Texte du document:
::::::

# ports usb sur ipad



## vincentnig (1 Juin 2010)

Bonjour, 

vivant dans un pays où l'Ipad n'est pas encore commercialisé et où les connexions internet ne sont pas légions, j'envisageai d'acheter un Ipad lors de mon prochain passage en France.

Toutefois, les réseaux wifi n'étant pas développés chez moi, je souhaiterai savoir si l'Ipad dispose de ports USB2 pour y connecter les clefs 3G ou les périphériques radios qui servent à avoir accés à la toile ici.

Quelqu'un pourrait-il me dire si la solution technique locale sera adaptée à l'Ipad et donc si je peux acheter un Ipad en France?

Merci d'avance

V


----------



## MacSedik (1 Juin 2010)

Pas d'USB sur l'iPad : 
http://www.apple.com/fr/ipad/specs/

Pour internet tu as des solutions comme suit (c'est un exemple) : 
http://www.youtube.com/watch?v=Pc1LUYwm5D4&feature=related

c'est des petits modems qui utilisent des cartes Sim, biensûr il faut souscrire à un forfait data dans le pays ou tu vis.


----------



## vincentnig (1 Juin 2010)

Merci beaucoup.

C'est effectivement le type de modem que j'utilise professionnellement.

Cheers

v


----------



## Pooki (1 Juin 2010)

vincentnig a dit:


> Bonjour,
> 
> je souhaiterai savoir si l'Ipad dispose de ports USB2 pour y connecter les clefs 3G ou les périphériques radios qui servent à avoir accés à la toile ici.


Je ne comprend pas l'interet de brancher une clé 3G alors qu'il existe un iPad 3G??? Ca passera par le même réseau, non?

::::::

Entrées fournies:
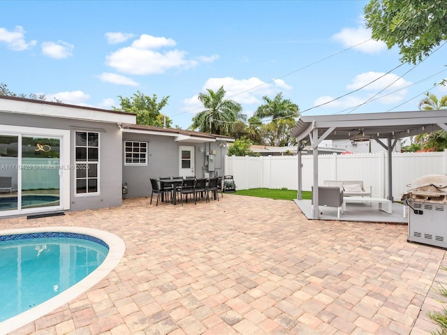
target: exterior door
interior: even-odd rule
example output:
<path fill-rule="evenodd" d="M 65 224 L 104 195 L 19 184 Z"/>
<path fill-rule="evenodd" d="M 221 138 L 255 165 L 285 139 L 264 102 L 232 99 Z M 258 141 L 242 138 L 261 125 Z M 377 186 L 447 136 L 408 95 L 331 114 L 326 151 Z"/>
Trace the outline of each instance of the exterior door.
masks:
<path fill-rule="evenodd" d="M 179 174 L 184 177 L 195 176 L 194 147 L 180 146 L 179 148 Z"/>
<path fill-rule="evenodd" d="M 68 209 L 70 131 L 10 128 L 0 133 L 0 216 Z"/>

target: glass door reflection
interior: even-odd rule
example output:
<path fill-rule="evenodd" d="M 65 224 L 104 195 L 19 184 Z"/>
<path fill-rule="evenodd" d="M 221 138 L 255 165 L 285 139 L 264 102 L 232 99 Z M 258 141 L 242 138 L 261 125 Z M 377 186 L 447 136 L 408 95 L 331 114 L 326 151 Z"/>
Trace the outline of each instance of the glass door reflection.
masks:
<path fill-rule="evenodd" d="M 60 138 L 22 137 L 22 209 L 59 206 Z"/>
<path fill-rule="evenodd" d="M 18 136 L 0 135 L 0 211 L 17 209 Z"/>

::::::

Exercices:
#1 Dans les entrées, renomme « glass door reflection » en « window reflection » sur tout le passage allant de la ligne contenant « target: glass door reflection » jusqu'à la fin des entrées, et redonne seulement ces lignes sans rien changer d'autre.
#2 Écris la suite de la discussion sur les ports USB de l'iPad, après son dernier message.

Réponses données:
#1
target: window reflection
interior: even-odd rule
example output:
<path fill-rule="evenodd" d="M 65 224 L 104 195 L 19 184 Z"/>
<path fill-rule="evenodd" d="M 221 138 L 255 165 L 285 139 L 264 102 L 232 99 Z M 258 141 L 242 138 L 261 125 Z M 377 186 L 447 136 L 408 95 L 331 114 L 326 151 Z"/>
Trace the outline of each instance of the window reflection.
masks:
<path fill-rule="evenodd" d="M 60 138 L 22 137 L 22 209 L 59 206 Z"/>
<path fill-rule="evenodd" d="M 18 136 L 0 135 L 0 211 L 17 209 Z"/>

#2
----------



## MacSedik (1 Juin 2010)

Oui effectivement, où peut-être se reporter sur un iPad 3G... mais bon pas d'USB je pense qu'Apple est claire sur sa page de présentation (et l'appareil on le connait depuis...4 mois).


----------



## vincentnig (1 Juin 2010)

Les réseaux 3G accessibles avec l'Ipad sont réputés limités à certains opérateurs. Dans un pays comme le mien, où l'Ipad n'est pas commercialisé, il n'est pas certains que la connection se fasse correctement. Les solutions internet usuelles ici résident surtout dans l'emploi de clef usb avec microsim3g dédiées.

Je ne voudrais pas acheter un Ipad et me retrouver sans connexion internet au bout du compte.

Merci pour vos réponses.

V


----------



## Trudo (2 Juin 2010)

Le kit connexion photo offre un port USB. J'ai lue que ça fonctionne avec les claviers mais je ne sais pas si d' autres peripheriques pourraient fonctionner, du moins sans jailbreaker.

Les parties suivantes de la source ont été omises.